*WORK TO BE COMPLETED:* Please output all the entries word for word, without the pictures.

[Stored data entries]
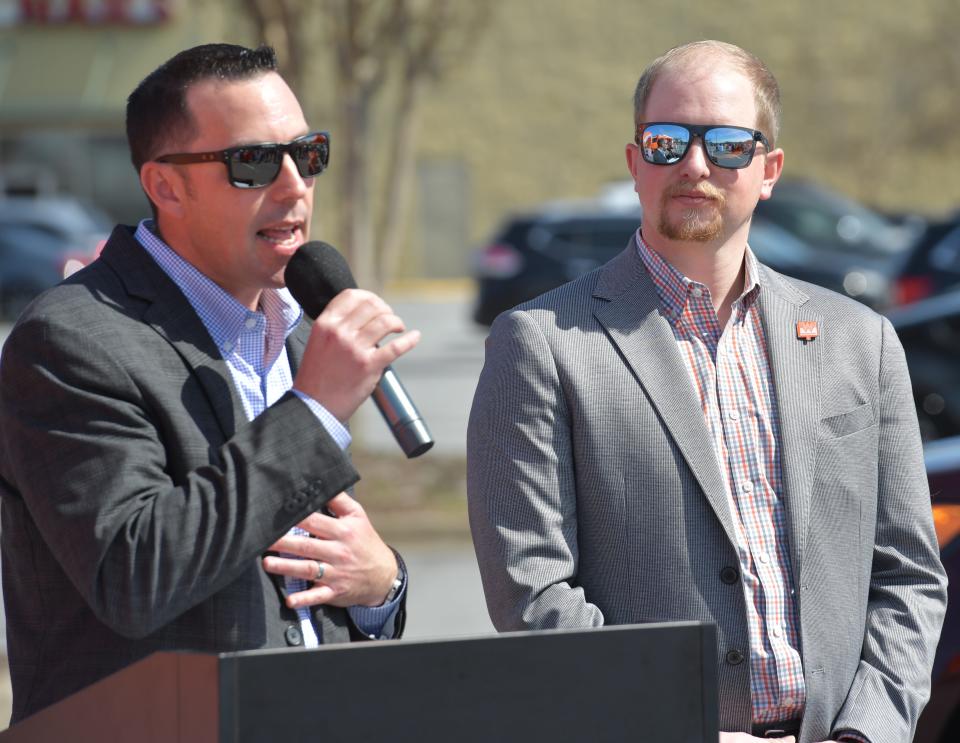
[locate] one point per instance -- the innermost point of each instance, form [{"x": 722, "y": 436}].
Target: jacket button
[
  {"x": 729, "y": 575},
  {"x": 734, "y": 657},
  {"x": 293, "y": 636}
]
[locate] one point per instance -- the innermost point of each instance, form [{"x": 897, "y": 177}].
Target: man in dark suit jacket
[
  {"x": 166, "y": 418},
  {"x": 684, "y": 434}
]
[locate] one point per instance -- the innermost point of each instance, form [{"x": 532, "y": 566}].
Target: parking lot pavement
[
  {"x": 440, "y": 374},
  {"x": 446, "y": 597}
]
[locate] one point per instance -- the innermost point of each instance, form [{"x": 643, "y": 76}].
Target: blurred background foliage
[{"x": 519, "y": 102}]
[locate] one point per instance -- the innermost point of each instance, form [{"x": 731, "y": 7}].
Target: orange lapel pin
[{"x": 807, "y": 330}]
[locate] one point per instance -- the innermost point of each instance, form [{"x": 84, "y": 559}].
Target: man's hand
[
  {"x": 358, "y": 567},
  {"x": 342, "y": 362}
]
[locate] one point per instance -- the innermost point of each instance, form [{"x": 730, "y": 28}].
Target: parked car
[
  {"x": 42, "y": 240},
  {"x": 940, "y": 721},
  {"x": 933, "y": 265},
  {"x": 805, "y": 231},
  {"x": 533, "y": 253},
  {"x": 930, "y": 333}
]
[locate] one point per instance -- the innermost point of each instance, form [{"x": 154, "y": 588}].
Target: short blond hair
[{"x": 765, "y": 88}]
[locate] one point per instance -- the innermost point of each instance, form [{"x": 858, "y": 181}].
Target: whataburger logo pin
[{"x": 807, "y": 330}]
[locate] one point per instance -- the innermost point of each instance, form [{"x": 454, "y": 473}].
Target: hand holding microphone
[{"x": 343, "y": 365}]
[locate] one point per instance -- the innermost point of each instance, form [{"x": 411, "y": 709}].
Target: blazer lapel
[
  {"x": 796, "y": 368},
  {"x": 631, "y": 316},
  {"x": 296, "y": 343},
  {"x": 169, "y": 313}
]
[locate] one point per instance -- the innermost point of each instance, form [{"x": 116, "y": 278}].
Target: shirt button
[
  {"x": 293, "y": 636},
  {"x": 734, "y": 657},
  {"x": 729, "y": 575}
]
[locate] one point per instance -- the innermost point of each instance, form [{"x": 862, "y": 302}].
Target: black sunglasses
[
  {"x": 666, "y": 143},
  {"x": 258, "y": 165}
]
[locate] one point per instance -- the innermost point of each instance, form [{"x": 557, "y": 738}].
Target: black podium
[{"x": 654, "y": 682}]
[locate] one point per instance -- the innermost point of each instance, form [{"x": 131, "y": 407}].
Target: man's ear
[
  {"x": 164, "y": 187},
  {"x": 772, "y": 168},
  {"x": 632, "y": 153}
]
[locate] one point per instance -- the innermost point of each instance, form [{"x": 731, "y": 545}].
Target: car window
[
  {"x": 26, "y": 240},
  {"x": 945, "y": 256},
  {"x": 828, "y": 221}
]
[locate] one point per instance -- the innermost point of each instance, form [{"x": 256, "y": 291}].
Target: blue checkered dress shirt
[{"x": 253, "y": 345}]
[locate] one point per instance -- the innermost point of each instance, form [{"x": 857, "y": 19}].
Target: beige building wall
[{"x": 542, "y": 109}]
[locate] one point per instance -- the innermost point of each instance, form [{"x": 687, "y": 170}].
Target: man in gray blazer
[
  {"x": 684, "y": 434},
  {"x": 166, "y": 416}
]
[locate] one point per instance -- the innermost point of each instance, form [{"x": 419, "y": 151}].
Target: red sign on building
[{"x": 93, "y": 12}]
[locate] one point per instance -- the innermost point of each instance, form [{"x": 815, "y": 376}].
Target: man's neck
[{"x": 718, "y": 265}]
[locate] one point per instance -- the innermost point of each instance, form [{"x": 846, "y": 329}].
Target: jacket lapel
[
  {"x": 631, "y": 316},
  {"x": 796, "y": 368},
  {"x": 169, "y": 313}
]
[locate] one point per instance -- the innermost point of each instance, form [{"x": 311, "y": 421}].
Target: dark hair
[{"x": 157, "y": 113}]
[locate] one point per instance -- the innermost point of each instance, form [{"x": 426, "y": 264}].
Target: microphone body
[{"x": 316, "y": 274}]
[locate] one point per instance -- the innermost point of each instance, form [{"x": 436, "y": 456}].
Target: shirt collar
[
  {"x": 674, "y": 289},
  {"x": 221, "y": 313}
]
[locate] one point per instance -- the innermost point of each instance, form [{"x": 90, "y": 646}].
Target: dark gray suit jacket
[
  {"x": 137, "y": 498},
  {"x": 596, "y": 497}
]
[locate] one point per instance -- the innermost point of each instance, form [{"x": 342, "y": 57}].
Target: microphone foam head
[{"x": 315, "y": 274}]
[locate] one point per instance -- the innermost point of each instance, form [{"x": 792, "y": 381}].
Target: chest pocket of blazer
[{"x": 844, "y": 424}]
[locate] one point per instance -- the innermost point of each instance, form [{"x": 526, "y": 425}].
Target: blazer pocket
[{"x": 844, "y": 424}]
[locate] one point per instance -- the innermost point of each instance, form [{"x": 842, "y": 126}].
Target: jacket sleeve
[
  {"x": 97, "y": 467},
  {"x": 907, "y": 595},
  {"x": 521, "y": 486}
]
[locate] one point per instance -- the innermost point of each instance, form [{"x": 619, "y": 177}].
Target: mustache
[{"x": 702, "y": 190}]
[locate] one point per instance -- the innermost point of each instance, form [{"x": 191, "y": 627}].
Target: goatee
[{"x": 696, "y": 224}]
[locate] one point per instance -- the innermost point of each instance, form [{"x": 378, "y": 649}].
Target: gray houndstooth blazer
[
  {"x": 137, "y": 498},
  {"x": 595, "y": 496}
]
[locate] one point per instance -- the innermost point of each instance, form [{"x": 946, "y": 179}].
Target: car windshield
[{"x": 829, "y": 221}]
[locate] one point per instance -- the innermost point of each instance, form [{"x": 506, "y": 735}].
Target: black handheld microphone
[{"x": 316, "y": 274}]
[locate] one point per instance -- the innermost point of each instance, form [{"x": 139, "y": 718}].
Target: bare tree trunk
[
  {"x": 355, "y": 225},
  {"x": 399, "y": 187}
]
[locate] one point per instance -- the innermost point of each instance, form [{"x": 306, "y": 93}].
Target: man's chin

*THE ANSWER:*
[locate] one point per instance -- the innermost point of each instance, form [{"x": 722, "y": 436}].
Target: jacket button
[
  {"x": 729, "y": 575},
  {"x": 734, "y": 657},
  {"x": 293, "y": 636}
]
[locate] one point per instance -- the innermost point of each instance, form [{"x": 897, "y": 177}].
Target: man in dark suit jacket
[
  {"x": 166, "y": 418},
  {"x": 684, "y": 434}
]
[locate] one point per instance -- the innermost point of each instance, form [{"x": 532, "y": 566}].
Target: parking lot pavement
[
  {"x": 440, "y": 374},
  {"x": 446, "y": 597}
]
[locate] one point per instance -- the innermost point of each instance, form [{"x": 643, "y": 76}].
Target: blurred background foliage
[{"x": 519, "y": 102}]
[locate] one point per instance -- the innermost point of each instance, form [{"x": 731, "y": 7}].
Target: orange lapel pin
[{"x": 807, "y": 330}]
[locate] one point per instance -- the innermost point of each instance, form [{"x": 84, "y": 559}].
Target: man's hand
[
  {"x": 358, "y": 567},
  {"x": 342, "y": 362}
]
[locate] one point per instance -- the innermost point of each instance, form [{"x": 730, "y": 28}].
Target: parked car
[
  {"x": 42, "y": 240},
  {"x": 940, "y": 721},
  {"x": 933, "y": 265},
  {"x": 805, "y": 231},
  {"x": 533, "y": 253},
  {"x": 930, "y": 333}
]
[locate] one point per instance -- the innermost point of each instance, form [{"x": 154, "y": 588}].
Target: short blond hair
[{"x": 765, "y": 88}]
[locate] one point per instance -- the innermost point of each instance, form [{"x": 858, "y": 181}].
Target: whataburger logo pin
[{"x": 807, "y": 330}]
[locate] one point per instance -- the innermost point of each instance, form [{"x": 454, "y": 473}].
Target: hand holding microphone
[{"x": 343, "y": 365}]
[locate] one point per instance -- the innermost point of each instance, form [{"x": 411, "y": 709}].
Target: blazer lapel
[
  {"x": 796, "y": 368},
  {"x": 631, "y": 316},
  {"x": 296, "y": 343},
  {"x": 169, "y": 313}
]
[locate] one point per instance -- the innermost point of each instance, form [{"x": 116, "y": 278}].
Target: shirt button
[
  {"x": 293, "y": 636},
  {"x": 734, "y": 657},
  {"x": 729, "y": 575}
]
[locate] one point per instance -- the innermost point of each instance, form [{"x": 862, "y": 302}].
Target: black sunglasses
[
  {"x": 666, "y": 143},
  {"x": 258, "y": 165}
]
[locate] one point per instance -- the innermost point of each instance, form [{"x": 557, "y": 738}].
Target: black podium
[{"x": 654, "y": 682}]
[locate] one point per instance -- the innermost point of each instance, form [{"x": 131, "y": 407}].
Target: man's ear
[
  {"x": 164, "y": 187},
  {"x": 772, "y": 168},
  {"x": 632, "y": 153}
]
[locate] one point per instance -- the innermost point of each instance, form [{"x": 731, "y": 545}].
Target: car window
[
  {"x": 26, "y": 240},
  {"x": 945, "y": 256},
  {"x": 828, "y": 221}
]
[locate] one point per instance -- the innermost point of each instance, form [{"x": 256, "y": 291}].
Target: blue checkered dress shirt
[{"x": 253, "y": 345}]
[locate] one point per instance -- the innermost point of each instance, form [{"x": 857, "y": 19}].
Target: beige building wall
[{"x": 542, "y": 109}]
[locate] one point per instance -- the innermost point of each instance, form [{"x": 687, "y": 170}].
Target: man in gray blazer
[
  {"x": 684, "y": 434},
  {"x": 166, "y": 416}
]
[locate] one point per instance -- the innermost point of each instance, form [{"x": 419, "y": 151}].
Target: red sign on building
[{"x": 93, "y": 12}]
[locate] one point per instance -- the innermost point of each instance, form [{"x": 815, "y": 376}].
Target: man's neck
[{"x": 718, "y": 265}]
[locate] one point per instance -- the innermost point of each instance, form [{"x": 846, "y": 329}].
Target: jacket lapel
[
  {"x": 631, "y": 316},
  {"x": 796, "y": 368},
  {"x": 169, "y": 313}
]
[locate] one point per instance -- the innermost point of each instance, form [{"x": 311, "y": 421}].
Target: dark hair
[{"x": 157, "y": 113}]
[locate] one point per instance -- the innermost point of each instance, form [{"x": 426, "y": 264}].
Target: microphone body
[{"x": 316, "y": 274}]
[locate] one point per instance -- the innermost point of each instance, form [{"x": 436, "y": 456}].
Target: shirt collar
[
  {"x": 674, "y": 289},
  {"x": 221, "y": 313}
]
[locate] one point per instance -- the innermost point of each instance, form [{"x": 90, "y": 646}].
Target: dark gray suit jacket
[
  {"x": 137, "y": 498},
  {"x": 596, "y": 497}
]
[locate] one point per instance -- the innermost point of each instance, form [{"x": 342, "y": 57}].
Target: microphone foam head
[{"x": 315, "y": 274}]
[locate] one point per instance -- the innermost point of each instance, form [{"x": 792, "y": 381}].
Target: chest pocket of blazer
[{"x": 844, "y": 424}]
[locate] one point per instance -- the innermost point of each instance, form [{"x": 526, "y": 425}].
Target: blazer pocket
[{"x": 844, "y": 424}]
[locate] one point per instance -- the innermost point of each instance, form [{"x": 842, "y": 126}].
Target: jacket sleeve
[
  {"x": 97, "y": 467},
  {"x": 907, "y": 595},
  {"x": 521, "y": 486}
]
[locate] one point per instance -- the innermost point of each instance, form [{"x": 619, "y": 177}].
Target: mustache
[{"x": 702, "y": 190}]
[locate] one point per instance -- the innermost point of each instance, form [{"x": 191, "y": 627}].
Target: goatee
[{"x": 696, "y": 224}]
[locate] one point per instance -- the innermost point of each instance, form [{"x": 378, "y": 649}].
Target: gray houndstooth blazer
[
  {"x": 137, "y": 498},
  {"x": 595, "y": 496}
]
[locate] one point per instance -- the innermost point of each instance, form [{"x": 946, "y": 179}].
Target: car windshield
[{"x": 829, "y": 221}]
[locate] one point per instance -- the innermost point of each instance, form [{"x": 506, "y": 735}].
Target: black handheld microphone
[{"x": 316, "y": 274}]
[locate] one point per instance -- the innermost point of each instance, form [{"x": 139, "y": 718}].
Target: bare tree trunk
[
  {"x": 355, "y": 225},
  {"x": 399, "y": 187}
]
[locate] one point per instance -- the innermost point of each instance, form [{"x": 306, "y": 93}].
Target: man's chin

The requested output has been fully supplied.